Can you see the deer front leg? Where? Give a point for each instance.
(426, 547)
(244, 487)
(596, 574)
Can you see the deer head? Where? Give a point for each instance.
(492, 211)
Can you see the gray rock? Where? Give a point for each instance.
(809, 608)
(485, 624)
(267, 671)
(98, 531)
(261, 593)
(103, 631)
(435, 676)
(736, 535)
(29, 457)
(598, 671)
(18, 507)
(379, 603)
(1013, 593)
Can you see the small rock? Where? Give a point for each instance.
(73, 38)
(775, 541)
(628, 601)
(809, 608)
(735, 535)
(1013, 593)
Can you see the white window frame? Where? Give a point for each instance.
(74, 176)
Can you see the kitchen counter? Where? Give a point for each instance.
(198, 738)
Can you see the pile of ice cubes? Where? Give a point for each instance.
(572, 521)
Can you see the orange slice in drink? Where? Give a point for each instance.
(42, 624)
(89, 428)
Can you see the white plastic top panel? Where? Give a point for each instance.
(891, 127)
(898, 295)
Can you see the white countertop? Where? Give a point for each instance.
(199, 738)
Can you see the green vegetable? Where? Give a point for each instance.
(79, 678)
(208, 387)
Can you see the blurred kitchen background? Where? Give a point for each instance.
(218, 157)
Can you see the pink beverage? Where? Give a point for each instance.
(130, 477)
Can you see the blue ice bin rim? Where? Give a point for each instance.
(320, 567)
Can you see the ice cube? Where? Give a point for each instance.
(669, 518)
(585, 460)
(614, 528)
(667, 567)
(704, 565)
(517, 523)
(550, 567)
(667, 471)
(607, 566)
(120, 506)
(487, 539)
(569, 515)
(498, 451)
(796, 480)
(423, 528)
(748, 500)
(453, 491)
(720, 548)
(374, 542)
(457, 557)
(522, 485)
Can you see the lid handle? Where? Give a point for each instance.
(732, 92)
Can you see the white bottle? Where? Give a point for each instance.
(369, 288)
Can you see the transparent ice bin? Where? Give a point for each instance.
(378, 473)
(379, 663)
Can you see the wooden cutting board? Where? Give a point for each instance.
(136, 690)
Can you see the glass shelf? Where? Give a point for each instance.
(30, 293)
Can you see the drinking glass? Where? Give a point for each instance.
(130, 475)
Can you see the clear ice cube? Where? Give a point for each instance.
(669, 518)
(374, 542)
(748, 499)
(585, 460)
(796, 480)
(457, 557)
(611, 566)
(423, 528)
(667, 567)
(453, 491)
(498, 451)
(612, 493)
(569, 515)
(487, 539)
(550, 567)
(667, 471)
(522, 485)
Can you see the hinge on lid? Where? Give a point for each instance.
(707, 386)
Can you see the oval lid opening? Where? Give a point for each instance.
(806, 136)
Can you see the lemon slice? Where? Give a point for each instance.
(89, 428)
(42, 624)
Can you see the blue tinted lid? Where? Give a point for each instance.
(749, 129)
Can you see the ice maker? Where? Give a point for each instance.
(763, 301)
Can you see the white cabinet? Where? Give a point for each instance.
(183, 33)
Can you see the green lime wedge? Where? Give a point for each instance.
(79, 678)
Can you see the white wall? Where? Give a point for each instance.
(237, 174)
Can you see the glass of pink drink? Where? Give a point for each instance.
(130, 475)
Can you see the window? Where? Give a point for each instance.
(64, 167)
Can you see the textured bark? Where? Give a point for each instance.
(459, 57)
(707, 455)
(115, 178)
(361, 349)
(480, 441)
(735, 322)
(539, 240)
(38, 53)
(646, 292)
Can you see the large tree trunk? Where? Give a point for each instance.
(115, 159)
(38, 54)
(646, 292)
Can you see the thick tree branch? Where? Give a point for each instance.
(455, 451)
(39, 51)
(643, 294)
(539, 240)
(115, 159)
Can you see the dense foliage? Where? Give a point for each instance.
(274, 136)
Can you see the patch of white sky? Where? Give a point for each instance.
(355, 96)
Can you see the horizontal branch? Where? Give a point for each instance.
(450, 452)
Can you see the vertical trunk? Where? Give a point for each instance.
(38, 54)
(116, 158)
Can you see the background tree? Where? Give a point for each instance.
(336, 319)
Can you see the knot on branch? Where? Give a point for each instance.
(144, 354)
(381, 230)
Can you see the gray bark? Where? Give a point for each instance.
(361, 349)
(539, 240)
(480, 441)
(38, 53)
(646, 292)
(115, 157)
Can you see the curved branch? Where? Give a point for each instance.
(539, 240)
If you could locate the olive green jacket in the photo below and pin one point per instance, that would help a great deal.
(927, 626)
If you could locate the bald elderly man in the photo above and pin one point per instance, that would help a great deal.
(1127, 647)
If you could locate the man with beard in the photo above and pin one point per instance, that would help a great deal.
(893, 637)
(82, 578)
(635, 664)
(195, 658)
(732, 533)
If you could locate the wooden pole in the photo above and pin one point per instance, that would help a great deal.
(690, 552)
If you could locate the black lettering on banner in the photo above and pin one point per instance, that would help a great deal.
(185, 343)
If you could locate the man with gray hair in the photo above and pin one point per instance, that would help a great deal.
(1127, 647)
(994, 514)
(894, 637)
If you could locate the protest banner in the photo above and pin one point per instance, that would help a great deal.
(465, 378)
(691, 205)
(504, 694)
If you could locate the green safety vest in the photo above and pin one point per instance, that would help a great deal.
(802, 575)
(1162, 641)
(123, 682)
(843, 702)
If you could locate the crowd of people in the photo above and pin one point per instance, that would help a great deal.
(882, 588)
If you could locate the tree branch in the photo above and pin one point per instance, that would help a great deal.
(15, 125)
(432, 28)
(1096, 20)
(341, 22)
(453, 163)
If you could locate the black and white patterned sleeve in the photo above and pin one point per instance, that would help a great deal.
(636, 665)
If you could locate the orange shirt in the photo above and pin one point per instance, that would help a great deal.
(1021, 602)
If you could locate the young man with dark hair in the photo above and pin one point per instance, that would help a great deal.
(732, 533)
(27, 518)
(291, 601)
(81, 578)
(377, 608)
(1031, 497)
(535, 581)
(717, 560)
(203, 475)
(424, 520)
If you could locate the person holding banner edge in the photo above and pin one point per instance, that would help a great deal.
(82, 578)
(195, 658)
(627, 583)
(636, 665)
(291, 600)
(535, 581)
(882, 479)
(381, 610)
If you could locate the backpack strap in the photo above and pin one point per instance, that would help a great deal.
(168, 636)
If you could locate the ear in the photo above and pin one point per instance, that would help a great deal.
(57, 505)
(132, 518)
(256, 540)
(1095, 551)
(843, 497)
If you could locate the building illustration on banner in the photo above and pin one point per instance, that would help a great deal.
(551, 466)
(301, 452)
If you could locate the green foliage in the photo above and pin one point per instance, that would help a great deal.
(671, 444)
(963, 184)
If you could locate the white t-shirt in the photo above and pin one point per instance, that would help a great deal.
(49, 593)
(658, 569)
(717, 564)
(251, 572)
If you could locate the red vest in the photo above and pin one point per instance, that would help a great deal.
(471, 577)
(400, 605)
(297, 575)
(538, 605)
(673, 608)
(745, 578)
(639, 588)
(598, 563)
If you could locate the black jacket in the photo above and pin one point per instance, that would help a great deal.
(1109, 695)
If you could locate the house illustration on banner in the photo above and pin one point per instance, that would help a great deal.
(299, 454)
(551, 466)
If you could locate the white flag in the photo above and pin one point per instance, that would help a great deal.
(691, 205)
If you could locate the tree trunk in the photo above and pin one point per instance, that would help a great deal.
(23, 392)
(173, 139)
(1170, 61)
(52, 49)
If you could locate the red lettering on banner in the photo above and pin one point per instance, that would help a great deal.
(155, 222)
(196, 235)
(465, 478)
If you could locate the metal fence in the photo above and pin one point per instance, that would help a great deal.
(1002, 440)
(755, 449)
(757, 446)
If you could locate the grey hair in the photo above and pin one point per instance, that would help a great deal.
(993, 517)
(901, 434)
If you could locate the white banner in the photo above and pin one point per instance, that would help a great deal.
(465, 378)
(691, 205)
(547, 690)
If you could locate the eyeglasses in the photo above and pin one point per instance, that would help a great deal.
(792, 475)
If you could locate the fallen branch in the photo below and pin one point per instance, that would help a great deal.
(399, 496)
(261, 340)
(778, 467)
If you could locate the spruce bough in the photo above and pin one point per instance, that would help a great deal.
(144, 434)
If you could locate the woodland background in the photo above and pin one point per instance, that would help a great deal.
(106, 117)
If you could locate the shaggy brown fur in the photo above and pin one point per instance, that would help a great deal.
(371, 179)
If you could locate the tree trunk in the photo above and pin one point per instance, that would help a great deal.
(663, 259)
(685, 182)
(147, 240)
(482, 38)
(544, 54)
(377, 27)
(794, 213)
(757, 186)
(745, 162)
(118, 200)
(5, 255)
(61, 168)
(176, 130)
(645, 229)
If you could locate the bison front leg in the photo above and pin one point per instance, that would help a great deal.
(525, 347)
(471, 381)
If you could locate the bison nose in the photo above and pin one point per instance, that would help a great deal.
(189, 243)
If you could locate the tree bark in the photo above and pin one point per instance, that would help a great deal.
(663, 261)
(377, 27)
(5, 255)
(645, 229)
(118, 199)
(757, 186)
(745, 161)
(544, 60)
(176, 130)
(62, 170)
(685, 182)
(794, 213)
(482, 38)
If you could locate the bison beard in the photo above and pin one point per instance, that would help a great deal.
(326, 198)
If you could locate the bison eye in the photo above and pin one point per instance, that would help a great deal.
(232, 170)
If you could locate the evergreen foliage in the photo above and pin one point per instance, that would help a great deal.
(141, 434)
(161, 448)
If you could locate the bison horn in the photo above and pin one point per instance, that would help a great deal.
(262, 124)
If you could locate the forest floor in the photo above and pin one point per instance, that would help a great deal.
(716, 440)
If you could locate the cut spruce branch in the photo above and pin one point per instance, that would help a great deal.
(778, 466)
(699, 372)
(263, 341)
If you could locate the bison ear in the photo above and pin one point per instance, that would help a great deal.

◆ GOAL OF THE EXERCISE
Take the line that contains "If you could locate the cut" and every line after it in the material above. Set those lines down exactly and nothing more.

◆ TASK RESPONSE
If you could locate the cut spruce branch in the photo above and pin one point per instance, that would help a great deal.
(778, 466)
(699, 372)
(263, 341)
If you could locate the bison ear in the photo above and pin one point per instance, that would help a great deal.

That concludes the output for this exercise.